◆ Exercise description:
Look for the line containing "# test: identify one keypoint per instance of the cloud" in the entries below, then print that line and all that follow it exactly.

· · · · · · ·

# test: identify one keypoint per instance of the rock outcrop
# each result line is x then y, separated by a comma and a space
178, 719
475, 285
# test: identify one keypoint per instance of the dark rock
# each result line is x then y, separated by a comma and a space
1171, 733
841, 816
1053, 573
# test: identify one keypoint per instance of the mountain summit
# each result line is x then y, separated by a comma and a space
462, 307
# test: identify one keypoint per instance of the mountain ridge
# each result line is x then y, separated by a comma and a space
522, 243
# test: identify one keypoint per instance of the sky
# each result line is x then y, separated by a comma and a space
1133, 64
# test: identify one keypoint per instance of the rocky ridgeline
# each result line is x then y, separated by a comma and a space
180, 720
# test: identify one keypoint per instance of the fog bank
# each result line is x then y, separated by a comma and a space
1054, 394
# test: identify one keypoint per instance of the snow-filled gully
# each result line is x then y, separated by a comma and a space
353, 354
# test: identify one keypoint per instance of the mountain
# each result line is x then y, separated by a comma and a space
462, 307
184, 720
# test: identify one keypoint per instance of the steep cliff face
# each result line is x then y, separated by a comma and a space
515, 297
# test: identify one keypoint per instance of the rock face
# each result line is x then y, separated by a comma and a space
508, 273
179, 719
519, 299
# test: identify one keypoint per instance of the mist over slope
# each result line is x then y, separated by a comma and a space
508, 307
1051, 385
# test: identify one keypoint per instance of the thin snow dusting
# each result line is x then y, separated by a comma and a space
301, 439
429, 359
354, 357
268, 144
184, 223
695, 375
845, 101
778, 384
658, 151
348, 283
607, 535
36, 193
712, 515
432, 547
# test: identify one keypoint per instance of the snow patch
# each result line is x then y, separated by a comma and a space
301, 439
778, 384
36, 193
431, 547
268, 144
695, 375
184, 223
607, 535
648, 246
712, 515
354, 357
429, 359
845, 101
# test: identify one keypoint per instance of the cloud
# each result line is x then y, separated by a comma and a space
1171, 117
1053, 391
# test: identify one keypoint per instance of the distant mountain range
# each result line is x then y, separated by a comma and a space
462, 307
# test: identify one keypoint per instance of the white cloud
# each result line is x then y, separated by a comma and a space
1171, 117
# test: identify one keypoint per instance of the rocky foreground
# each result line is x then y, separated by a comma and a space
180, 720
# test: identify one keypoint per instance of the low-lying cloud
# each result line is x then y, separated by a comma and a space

· · · · · · ·

◆ Output for this exercise:
# test: identify one keypoint per instance of the cloud
# each result line is x then y, separated by a comma and a space
1171, 117
1053, 391
# test: identify one keypoint per instance of the distant mountain range
# each result line is x then y, separated by a comma and a space
462, 307
# test: identify one keypoint per instance of the white cloud
# each result line is x then y, separated by a comma and a space
1171, 117
# test: identify one keypoint per instance of the rocky foreground
# each result line is x then y, separated by a comma and a space
180, 720
# test: identify one keypoint per instance of the low-lying cloud
# each result line is x then y, separated by a comma and a space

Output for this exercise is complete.